• [TEXT BLOCK]
————————

Wednesday, January 6, 2016

The Farm in 1940

In 1940 life in Canada was difficult.  The world was at war, rationing was in force and families were being torn apart as soldiers marched off to war.  My father enlisted in the airforce and headed to basic training while my mother, at home with a new baby, was packing up the family belongings and preparing to move back to her parent's farm.  What to do with an active four year old at this time?  Finally,  my  grandmother offered to take me.  Soon we were on the train and off to the farm near Rosetown. 

When we arrived I was excited.  There was a cow and calf and some chickens and dogs and cats as well as a big swing which had been a favourite of my mother's when she was a child.  The lustre wore off in a few days though when I realized how lonely I was in what felt like the middle of nowhere without my familiar neighbourhood playmates.  Even the swing, which was too big for me anyway, was rotted out after years of neglect.  It was the end of June and everyone on the farm was busy. 



On the farm with Grandma, Shirley and Tiny the dog, 1940 - picture sewn into a quilt

My grandparents worked hard to feed themselves with what was produced on the farm and to put food on the table for the harvest crew who would be arriving in August.  They would stay in the bunkhouse and remain until the grain was off the fields, then my grandparents would  harvest the big vegetable garden and the produce would be put down for the winter.  Hay was cut and tied in bundles called stooks to feed the cow.  The cow was milked every day and the milk was hauled into the house and put through the separator, then a pail of milk was taken back to the barn for the calf.  I would watch my grandfather do the milking and enjoyed seeing him direct a teat towards a dish where several cats were waiting, eager to enjoy the milk which would soon splash up against their faces.  Then my grandfather would carry water from the well where a gas powered pump had replaced a windmill destroyed in a storm years before.  The storm had also damaged the barn and reduced it to half its original size.  Not far from the house there was an outhouse.  I didn't like the smell and the flies that swarmed around, and when I looked down, ugh!  It was hard to use a piece of an old Eaton's catalogue when I went number two.  Inside the house there was chamber pot under my bed.  There was also an inside toilet which consisted of a toilet seat over a large pail which my grandfather then emptied in the field.  Each week a metal tub was placed in the kitchen, water was heated in the reservoir of the wood burning stove and I had a bath.

————————

• [SHORT TASK 1] Decide whether each statement below agrees with the farm account, answering yes or no and quoting the deciding words. (a) The narrator's father enlisted in the army. (b) The harvest crew stayed in the bunkhouse. (c) A windmill still pumped the water from the well.

• [INPUT ROWS]
————————

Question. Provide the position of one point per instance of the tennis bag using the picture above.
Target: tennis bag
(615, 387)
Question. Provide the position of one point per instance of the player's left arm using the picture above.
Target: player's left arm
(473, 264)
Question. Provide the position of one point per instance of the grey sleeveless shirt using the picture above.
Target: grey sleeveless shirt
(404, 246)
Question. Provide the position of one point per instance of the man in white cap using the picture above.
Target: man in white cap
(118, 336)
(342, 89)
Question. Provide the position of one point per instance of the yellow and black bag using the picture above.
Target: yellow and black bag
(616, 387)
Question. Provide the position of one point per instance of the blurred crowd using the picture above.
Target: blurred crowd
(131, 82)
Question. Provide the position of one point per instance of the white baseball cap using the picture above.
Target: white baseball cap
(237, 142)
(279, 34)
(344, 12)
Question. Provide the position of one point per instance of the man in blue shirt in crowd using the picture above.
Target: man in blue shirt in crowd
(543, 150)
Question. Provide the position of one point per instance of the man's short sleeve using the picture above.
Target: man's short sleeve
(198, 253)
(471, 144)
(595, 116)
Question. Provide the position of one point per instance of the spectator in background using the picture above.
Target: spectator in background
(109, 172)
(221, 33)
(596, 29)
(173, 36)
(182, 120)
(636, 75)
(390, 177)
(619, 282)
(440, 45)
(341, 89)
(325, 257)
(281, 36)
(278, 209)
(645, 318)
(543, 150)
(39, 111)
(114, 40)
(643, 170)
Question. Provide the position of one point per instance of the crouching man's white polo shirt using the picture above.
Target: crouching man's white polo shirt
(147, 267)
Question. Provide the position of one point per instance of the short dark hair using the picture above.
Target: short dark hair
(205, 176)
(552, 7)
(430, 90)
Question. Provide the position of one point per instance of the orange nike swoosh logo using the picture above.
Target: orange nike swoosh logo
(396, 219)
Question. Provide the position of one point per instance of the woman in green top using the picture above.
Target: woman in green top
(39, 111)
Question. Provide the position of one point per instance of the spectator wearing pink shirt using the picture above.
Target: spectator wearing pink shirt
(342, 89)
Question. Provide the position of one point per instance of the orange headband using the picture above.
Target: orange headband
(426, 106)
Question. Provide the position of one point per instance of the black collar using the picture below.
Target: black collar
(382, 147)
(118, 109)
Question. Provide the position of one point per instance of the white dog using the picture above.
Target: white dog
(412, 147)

————————

• [SHORT TASK 2] In the entries, from the line with "dog using the picture above." through the end of the entries, substitute "small terrier" for "white dog". Write out only those lines.

• [EXPECTED OUTPUT 1]
(a) No: "My father enlisted in the airforce"
(b) Yes: "They would stay in the bunkhouse and remain until the grain was off the fields"
(c) No: "a gas powered pump had replaced a windmill destroyed in a storm years before"

• [EXPECTED OUTPUT 2]
Question. Provide the position of one point per instance of the small terrier using the picture above.
Target: small terrier
(412, 147)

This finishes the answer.